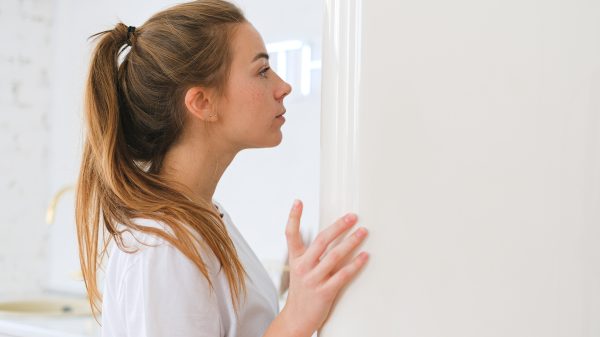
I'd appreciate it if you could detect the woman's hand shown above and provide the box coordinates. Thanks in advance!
[282,200,368,336]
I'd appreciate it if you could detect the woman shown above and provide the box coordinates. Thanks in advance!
[76,0,367,337]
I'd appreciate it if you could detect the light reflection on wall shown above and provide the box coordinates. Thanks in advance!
[267,40,321,96]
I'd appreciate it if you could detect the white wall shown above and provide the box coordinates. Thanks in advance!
[0,0,55,293]
[320,0,600,337]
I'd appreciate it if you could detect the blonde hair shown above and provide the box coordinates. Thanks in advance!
[75,0,247,317]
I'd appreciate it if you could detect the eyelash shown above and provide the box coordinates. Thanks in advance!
[259,67,271,77]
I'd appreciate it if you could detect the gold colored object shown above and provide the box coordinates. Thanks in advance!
[46,185,75,224]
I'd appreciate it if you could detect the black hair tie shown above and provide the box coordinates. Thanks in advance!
[127,26,135,46]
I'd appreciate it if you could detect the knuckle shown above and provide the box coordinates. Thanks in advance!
[290,263,308,276]
[313,233,327,248]
[327,249,342,262]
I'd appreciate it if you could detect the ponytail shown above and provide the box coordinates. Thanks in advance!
[75,0,247,317]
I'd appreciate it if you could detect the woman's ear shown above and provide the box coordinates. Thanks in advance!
[184,87,217,122]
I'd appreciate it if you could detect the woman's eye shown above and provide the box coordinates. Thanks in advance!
[259,67,271,77]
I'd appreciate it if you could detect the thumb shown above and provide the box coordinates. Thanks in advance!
[285,199,305,260]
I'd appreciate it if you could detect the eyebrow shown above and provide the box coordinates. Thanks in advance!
[252,53,269,63]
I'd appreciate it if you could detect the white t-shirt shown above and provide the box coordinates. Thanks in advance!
[101,200,279,337]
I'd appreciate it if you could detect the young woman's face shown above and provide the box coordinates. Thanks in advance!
[218,23,292,149]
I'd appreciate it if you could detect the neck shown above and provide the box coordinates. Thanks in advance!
[160,135,237,205]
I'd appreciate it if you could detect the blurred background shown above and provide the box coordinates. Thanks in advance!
[0,0,323,314]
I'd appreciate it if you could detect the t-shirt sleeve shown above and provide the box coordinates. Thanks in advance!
[120,244,221,337]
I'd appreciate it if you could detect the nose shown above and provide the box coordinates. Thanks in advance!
[278,80,292,101]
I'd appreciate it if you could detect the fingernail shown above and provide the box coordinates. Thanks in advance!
[344,213,356,223]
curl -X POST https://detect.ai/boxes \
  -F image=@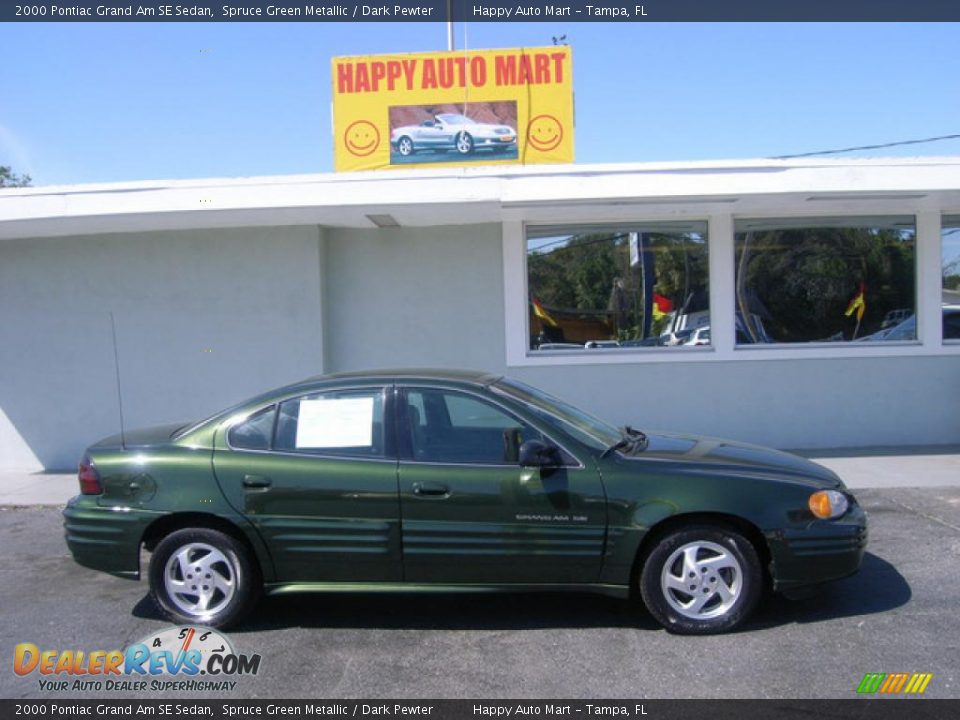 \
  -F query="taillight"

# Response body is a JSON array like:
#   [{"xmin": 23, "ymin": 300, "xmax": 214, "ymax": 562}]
[{"xmin": 77, "ymin": 455, "xmax": 103, "ymax": 495}]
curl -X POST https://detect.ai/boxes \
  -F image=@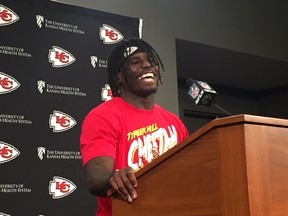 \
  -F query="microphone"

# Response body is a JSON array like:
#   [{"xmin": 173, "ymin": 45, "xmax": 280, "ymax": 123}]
[
  {"xmin": 186, "ymin": 78, "xmax": 232, "ymax": 116},
  {"xmin": 186, "ymin": 78, "xmax": 217, "ymax": 107}
]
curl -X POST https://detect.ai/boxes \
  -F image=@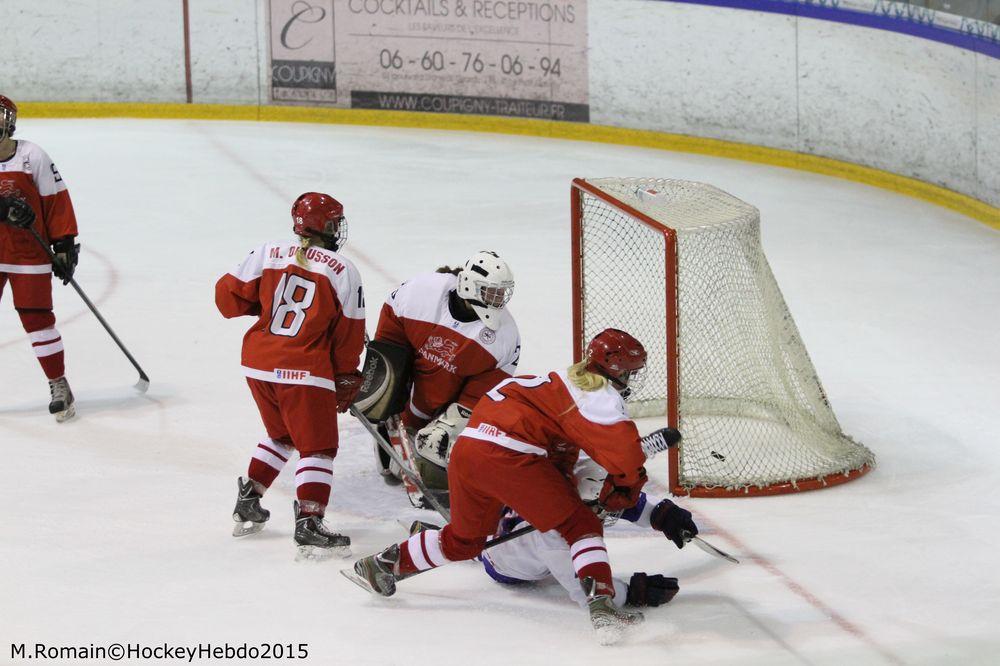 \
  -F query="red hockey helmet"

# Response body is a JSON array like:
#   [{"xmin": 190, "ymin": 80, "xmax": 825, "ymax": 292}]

★ ★ ★

▸ **YOUR TASK**: Arrange the stretch from the start of the entries above through the line that contains "[101,200,279,337]" as a JSON list of strings, one string per line, with blank lines and the pictures left out.

▸ **RESULT OF THE EXERCISE**:
[
  "I'd appreciate it if you could detect the woman's hand shown above and provide the box coordinates. Thanks in advance!",
  "[282,200,368,336]",
  "I'd appreciate it if you could detect the woman shown above and provide the box coordinates. Thanks in advance!",
  "[76,0,367,337]",
  "I'd appreciate it if you could detect the light reflection on wall shown above and provide the box coordinates. Thanks in advance!",
  "[267,40,321,96]",
  "I'd appreciate it if you could detect the white wall shown above and provide the box coordinates. Thanks in advance!",
  "[0,0,55,293]",
  "[320,0,600,337]",
  "I'd appreciate it if you could detect the blonde hair shown above and provide the box coordinates. Thanks in advance!",
  "[75,0,247,317]",
  "I'd appreciate it if you could detect the eyelash shown above and provide the box coordinates. Thanks in advance!",
  "[259,67,271,77]",
  "I'd appreciate it if you could detect the gold colored object shown above and provide the box coordinates. Thanks in advance!",
  "[46,185,75,224]",
  "I'd appreciate it if you could detect the black hair tie shown above and provide the box coordinates. Thanks in advance!",
  "[127,26,135,46]",
  "I'd appreciate it if you could detect the knuckle shown above and provide the box coordinates. Thanks in advance!",
  "[290,263,308,276]",
  "[313,233,327,248]",
  "[327,249,342,262]",
  "I'd appreciate it if you could detect the ponytail shown above and provide the box coordinates. Thanks in advance!",
  "[75,0,247,317]",
  "I'd appreciate it if you could detect the woman's ear shown above and provide the box coordinates. Thanks in advance!",
  "[184,87,217,122]",
  "I'd appreciate it if you could detect the woman's eye shown above and provide the box coordinates. Thanks in advance!",
  "[259,67,271,77]",
  "I'd appreciate it if you could detect the thumb shown above and provide the box coordinates. Thanks in advance!",
  "[285,199,305,260]",
  "I'd appreciate it if you could detect the eyebrow shown above and provide the box coordinates. Thanks in advance!",
  "[252,53,269,63]",
  "I'd appreciate it if you could detect the white t-shirt shown above and provide the box coordinates. Thanks in advance!",
  "[101,200,279,337]"
]